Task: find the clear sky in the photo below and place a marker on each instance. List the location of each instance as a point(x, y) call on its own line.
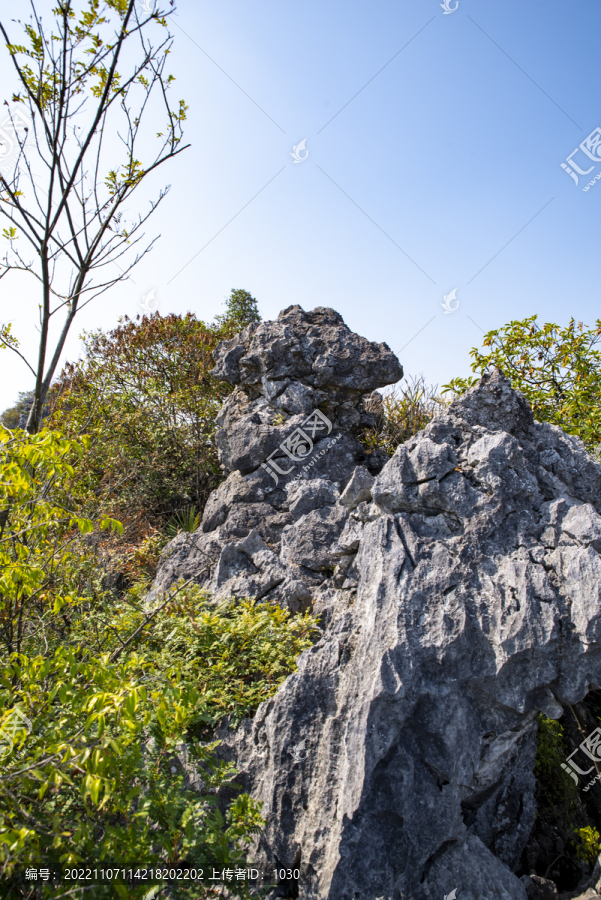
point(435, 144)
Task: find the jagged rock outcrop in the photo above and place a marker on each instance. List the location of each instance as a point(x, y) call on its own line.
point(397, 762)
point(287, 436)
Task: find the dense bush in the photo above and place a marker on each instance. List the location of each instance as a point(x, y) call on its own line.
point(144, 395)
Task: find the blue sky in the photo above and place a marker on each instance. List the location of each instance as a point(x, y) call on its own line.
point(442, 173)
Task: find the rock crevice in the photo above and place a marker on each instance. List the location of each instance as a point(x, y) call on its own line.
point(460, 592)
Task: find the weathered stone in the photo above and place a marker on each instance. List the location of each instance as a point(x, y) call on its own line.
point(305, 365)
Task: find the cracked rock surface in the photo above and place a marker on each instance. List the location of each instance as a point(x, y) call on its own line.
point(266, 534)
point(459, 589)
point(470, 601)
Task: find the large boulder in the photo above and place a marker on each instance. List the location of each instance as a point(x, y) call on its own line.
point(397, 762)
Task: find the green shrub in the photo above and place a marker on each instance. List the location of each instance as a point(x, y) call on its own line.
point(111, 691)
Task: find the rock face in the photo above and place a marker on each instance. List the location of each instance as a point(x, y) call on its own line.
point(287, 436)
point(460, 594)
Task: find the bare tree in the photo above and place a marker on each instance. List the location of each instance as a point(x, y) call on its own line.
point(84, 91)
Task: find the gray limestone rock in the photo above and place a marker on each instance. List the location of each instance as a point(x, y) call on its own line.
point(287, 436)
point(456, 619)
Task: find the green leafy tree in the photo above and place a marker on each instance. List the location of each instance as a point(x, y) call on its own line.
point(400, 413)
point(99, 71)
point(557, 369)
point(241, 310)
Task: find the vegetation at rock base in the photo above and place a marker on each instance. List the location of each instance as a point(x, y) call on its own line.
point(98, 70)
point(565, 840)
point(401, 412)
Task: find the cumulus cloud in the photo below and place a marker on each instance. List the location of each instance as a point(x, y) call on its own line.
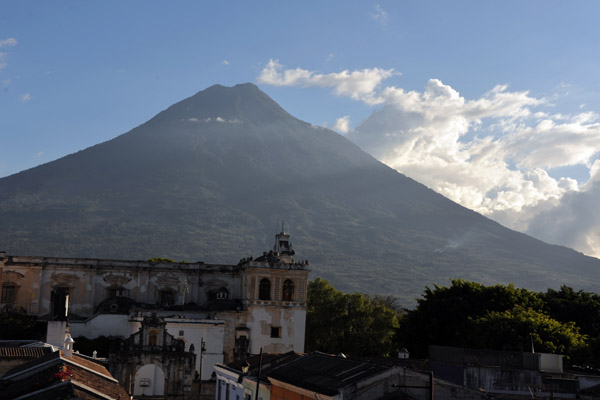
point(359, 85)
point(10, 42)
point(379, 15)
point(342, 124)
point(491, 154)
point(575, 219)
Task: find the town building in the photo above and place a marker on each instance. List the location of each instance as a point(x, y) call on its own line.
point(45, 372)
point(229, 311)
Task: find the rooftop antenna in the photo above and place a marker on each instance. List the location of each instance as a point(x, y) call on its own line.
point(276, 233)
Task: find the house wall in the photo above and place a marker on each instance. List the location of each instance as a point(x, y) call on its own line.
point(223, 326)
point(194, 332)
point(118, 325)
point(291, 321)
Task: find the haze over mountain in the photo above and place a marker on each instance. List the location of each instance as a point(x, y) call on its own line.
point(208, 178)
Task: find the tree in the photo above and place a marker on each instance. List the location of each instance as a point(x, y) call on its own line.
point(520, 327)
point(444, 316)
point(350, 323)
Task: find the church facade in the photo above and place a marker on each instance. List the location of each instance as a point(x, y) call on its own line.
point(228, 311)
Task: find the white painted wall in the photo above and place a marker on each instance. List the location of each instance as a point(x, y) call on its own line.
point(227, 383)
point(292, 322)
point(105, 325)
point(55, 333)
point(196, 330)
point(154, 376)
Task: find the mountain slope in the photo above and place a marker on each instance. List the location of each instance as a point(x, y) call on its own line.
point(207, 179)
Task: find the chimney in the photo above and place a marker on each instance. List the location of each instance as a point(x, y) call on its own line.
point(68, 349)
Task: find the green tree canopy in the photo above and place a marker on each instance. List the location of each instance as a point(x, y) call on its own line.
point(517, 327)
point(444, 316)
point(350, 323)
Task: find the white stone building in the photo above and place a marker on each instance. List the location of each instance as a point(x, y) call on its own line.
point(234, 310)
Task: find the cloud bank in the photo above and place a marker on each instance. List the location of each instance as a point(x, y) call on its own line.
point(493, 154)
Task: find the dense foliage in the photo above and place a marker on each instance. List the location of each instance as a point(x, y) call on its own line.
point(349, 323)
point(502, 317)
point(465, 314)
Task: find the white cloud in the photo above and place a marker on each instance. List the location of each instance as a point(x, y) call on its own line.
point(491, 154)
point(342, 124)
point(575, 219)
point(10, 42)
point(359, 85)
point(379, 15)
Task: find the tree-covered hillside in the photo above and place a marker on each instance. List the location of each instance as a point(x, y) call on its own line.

» PROBLEM DETAILS
Starting at the line that has "Task: find the white stone" and continuing through the end of the rows, switch "dense foliage" to "thick foliage". Write those lines out again with nothing else changed.

» SOLUTION FOR THIS EXERCISE
Task: find the white stone building in the photo above and place a marker on each instance. List the location of each instance as a point(x, y) call on its own line.
point(234, 310)
Task: find the cloud bank in the photo above and place a marker on each instance. List the location of each instance as a point(x, y) call on its own line.
point(493, 154)
Task: find the thick foliage in the photo above and place a marker on each instance. List the location of each instance as a point(x, y) call on its own line.
point(349, 323)
point(502, 317)
point(465, 314)
Task: find the white cloud in the photo above and place a marker on each instance. List the location of each instance as a point(x, y) call on its own line.
point(491, 154)
point(342, 124)
point(575, 219)
point(10, 42)
point(359, 85)
point(379, 15)
Task: find the tree-covered hillside in the photo above and place a marker on each instance. List the location of each instance as a point(x, y) call on its own line.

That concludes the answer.